Excerpts from segmentation records:
* * * * * * * * *
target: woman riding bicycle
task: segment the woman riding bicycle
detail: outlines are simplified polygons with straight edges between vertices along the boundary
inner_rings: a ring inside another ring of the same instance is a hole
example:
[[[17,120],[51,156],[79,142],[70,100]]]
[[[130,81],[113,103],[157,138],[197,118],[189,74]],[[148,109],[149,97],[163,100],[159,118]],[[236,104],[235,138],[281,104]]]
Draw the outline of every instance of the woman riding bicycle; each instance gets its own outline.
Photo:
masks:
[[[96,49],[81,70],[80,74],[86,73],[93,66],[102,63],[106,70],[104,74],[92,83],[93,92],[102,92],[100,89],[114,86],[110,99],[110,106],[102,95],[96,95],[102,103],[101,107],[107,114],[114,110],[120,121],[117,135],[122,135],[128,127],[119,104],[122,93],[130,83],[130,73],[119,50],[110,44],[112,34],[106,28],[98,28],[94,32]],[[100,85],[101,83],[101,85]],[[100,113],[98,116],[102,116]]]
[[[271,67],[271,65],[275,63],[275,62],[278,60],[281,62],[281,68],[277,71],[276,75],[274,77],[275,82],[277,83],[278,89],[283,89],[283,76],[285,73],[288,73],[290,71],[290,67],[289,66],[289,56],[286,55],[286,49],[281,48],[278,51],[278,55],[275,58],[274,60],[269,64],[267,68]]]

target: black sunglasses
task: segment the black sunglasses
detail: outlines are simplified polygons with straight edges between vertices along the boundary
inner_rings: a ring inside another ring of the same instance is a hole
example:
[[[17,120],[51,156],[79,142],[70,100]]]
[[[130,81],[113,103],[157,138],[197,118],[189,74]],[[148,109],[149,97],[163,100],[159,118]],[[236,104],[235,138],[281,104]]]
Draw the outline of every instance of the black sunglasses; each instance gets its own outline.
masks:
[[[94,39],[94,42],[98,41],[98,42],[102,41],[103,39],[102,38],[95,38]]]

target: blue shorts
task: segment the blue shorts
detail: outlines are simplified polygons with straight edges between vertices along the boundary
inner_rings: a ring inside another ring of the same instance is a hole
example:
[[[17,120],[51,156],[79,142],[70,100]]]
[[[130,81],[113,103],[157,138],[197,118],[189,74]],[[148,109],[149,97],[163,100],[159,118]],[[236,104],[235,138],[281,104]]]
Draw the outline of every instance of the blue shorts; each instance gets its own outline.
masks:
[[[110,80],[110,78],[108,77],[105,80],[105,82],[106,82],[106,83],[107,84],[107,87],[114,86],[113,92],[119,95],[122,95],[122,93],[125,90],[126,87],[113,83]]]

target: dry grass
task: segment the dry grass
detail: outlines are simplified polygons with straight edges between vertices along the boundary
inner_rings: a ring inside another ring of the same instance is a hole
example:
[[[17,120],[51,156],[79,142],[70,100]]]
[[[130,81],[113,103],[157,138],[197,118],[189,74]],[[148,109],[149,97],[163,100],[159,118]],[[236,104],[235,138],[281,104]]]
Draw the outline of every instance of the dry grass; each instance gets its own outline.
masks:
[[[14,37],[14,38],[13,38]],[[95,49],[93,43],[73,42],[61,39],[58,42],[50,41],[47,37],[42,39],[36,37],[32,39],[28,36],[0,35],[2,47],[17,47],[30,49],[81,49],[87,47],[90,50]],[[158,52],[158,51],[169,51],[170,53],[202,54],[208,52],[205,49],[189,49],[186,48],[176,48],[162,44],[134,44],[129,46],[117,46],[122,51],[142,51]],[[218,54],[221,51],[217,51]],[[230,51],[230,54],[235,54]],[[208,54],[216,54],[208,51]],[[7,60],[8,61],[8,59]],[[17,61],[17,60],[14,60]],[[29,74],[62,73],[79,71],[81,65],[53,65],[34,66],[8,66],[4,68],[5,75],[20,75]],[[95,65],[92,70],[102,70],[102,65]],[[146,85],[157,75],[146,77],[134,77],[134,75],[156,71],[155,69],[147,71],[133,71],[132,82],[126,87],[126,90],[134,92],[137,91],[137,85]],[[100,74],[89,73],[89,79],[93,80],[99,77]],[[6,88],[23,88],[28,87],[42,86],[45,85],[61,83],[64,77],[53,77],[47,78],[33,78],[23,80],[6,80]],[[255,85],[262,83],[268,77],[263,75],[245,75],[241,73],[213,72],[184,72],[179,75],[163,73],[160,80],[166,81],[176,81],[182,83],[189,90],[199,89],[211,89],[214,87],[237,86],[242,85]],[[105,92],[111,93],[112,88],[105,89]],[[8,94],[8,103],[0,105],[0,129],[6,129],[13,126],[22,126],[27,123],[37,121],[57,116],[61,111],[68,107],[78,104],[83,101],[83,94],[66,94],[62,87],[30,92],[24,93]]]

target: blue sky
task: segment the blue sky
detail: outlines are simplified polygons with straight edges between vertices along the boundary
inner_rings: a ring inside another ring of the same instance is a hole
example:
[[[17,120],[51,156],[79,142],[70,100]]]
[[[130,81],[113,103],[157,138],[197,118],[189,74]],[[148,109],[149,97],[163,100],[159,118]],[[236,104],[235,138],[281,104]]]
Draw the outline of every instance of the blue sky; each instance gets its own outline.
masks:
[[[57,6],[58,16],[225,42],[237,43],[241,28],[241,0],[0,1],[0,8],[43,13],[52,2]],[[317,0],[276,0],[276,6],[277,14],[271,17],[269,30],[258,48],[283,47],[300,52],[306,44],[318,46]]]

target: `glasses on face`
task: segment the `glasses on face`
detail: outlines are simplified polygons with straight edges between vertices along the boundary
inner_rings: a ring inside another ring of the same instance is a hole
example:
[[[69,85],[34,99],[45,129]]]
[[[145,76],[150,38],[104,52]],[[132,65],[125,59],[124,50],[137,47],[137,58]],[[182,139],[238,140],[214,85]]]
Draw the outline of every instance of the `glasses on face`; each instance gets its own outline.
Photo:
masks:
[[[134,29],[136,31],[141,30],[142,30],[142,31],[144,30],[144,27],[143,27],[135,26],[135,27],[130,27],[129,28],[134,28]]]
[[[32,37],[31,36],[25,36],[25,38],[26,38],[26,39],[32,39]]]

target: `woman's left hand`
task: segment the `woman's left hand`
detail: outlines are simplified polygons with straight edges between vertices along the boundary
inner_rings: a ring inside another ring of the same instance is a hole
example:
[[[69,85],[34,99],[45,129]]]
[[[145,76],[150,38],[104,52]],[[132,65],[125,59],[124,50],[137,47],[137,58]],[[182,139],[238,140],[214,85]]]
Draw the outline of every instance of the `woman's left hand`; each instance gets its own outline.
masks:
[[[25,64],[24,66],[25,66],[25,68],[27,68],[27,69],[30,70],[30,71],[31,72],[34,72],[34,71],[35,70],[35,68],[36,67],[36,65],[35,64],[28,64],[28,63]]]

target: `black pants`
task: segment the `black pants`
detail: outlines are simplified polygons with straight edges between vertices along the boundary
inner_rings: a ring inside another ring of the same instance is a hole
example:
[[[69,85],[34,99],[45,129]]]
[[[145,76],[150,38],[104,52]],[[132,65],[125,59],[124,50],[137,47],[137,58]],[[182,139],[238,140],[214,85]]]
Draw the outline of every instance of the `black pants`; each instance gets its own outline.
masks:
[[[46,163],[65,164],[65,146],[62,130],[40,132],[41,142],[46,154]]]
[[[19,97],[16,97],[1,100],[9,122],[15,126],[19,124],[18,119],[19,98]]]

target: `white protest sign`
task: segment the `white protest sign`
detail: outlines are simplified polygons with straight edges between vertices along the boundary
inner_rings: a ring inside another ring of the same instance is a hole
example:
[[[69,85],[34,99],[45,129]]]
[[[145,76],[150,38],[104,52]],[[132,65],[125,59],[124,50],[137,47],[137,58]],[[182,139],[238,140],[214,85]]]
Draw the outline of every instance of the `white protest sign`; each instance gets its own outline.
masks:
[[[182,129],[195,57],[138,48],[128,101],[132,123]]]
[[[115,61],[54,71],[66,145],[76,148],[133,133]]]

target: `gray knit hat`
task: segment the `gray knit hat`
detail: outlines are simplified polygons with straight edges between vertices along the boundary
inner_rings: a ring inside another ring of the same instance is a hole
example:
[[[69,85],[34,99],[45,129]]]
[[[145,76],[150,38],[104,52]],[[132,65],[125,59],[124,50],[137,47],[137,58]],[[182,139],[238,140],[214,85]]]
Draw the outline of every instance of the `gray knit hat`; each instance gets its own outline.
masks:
* * * * * * * * *
Return every line of the material above that contains the string "knit". Matching is case-sensitive.

The completed task:
target: `gray knit hat`
task: segment the `gray knit hat`
Draw the outline of every instance of the `gray knit hat`; each instance gets its own outline.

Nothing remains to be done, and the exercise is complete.